- _Excerpt to read_:
====
Pretensions finally got round to watching this year’s Academy Award winner Kate Winslet in “The Reader" a historical romance cum drama. She really enjoyed it and could see why Kate walked away with the statuette this year.
Directed by Stephen Daldry, The Reader is set in post-World War II Germany where we are first introduced to the protagonist, Michael Berg (Ralph Fiennes), who we discover has an upcoming meeting with his daughter. A passing train leads to a flashback where Michael thinks back to his teenage years in 1958. At that time, he remembers coming down with scarlet fever and how a kind and attractive woman (Kate Winslet) comforts him and helps him home. Upon recovering, 15 year-old Michael (played quite convincingly by David Kross) becomes obsessed with the woman and tracks down her home, where he embarks on a tempestuous Mrs Robinson-nesque affair with a much older woman, Hanna Schmitz. Hanna enjoys being read to by Michael and often asks for excerpts from novels, such as Chekov’s The Lady with the Dog, to be read to her before sex. Michael remains in love with Hanna throughout the summer, ignoring all girls his own age, but one day, after a quarrel, he comes to Hanna’s flat to find her gone.
====
- _Dataset extract_:
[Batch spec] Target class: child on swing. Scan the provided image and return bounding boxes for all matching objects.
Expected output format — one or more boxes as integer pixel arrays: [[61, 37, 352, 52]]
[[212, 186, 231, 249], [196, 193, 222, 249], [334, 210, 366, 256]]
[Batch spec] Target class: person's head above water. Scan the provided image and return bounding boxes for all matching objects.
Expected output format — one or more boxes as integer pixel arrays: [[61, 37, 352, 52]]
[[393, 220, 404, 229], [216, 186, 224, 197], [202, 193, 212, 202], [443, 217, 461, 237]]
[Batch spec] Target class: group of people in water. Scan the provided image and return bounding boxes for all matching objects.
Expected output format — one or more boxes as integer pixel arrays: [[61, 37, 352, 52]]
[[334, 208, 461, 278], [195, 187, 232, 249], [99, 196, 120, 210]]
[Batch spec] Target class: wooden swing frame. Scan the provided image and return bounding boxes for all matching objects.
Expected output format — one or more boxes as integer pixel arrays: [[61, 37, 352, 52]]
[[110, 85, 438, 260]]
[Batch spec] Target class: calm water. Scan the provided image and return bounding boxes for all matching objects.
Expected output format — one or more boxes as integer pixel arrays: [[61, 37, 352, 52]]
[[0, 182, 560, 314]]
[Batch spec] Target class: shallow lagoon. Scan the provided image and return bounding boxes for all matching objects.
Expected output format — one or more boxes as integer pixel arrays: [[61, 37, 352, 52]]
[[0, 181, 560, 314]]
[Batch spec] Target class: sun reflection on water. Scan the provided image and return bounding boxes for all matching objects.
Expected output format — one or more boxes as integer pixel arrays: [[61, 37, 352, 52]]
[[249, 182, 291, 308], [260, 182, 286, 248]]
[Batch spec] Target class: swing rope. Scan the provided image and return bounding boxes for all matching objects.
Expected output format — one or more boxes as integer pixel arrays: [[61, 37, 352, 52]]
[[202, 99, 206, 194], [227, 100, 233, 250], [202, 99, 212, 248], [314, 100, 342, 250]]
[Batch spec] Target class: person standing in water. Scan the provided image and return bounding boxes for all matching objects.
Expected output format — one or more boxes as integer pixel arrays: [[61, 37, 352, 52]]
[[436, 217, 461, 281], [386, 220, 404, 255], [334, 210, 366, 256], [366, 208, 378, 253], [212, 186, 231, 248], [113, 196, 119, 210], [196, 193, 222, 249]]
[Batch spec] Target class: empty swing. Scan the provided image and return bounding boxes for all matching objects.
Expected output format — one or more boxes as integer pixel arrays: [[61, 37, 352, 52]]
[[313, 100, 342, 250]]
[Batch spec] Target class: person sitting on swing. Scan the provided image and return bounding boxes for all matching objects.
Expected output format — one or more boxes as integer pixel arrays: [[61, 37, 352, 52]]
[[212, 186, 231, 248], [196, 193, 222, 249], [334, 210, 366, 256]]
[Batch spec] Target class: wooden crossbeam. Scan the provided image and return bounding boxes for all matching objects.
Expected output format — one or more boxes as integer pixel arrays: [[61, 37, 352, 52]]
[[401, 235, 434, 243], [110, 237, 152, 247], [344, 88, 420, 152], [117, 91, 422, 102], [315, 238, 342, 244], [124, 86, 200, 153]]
====
- _Problem 1_:
Print the passage of the review of The Reader that begins at the words "Pretensions finally got" and stops after the words "statuette this year.", reproducing it verbatim.
- _Problem 2_:
Write the next part of the review of The Reader, picking up after its final sentence.

- _Expected answer 1_:
Pretensions finally got round to watching this year’s Academy Award winner Kate Winslet in “The Reader" a historical romance cum drama. She really enjoyed it and could see why Kate walked away with the statuette this year.

- _Expected answer 2_:
The scene then shifts to a courtroom in 1966, where Michael, now in his ‘20s, is attending Heidelberg Law School. As part of a special class under Professor Rohl (Bruno Ganz), he attends a trial of 6 ex-SS officers who stand accused of the murder of 300 Jews by locking them in a burning church. He is stunned to see that Hanna is one of the defendants. The trial hinges on a handwritten report that was made by the women; Hanna claims that all 6 of them contributed to it, but the others accuse her of being the leader. In order to save herself from life imprisonment, Hanna must reveal a secret she has kept all her life; a secret that only Michael can guess. The rest of the movie revolves around the agony of decision and what came from those decisions.
Without giving away too much, Pretensions found the plot tender and painful. Kate Winslet and Ralph Fiennes both give excellent portrayals of people who must live with shameful secrets, especially the one of their illicit love. So much is said, but even more lies in the weighted glances exchanged by the two, the aversion of the eyes, a reaching out that finds no reciprocation.
Kate Winslet plays Hanna as she ages from confident 36-year old to a grey, beaten 66. She is always believable and one admires her easy belief that the truth is self-evident and must be told, while she continues to hide her many secrets. P could not always like Hanna, because of her matter-of-fact admittance of murder, but could admire her as a strong woman who would not hide behind others.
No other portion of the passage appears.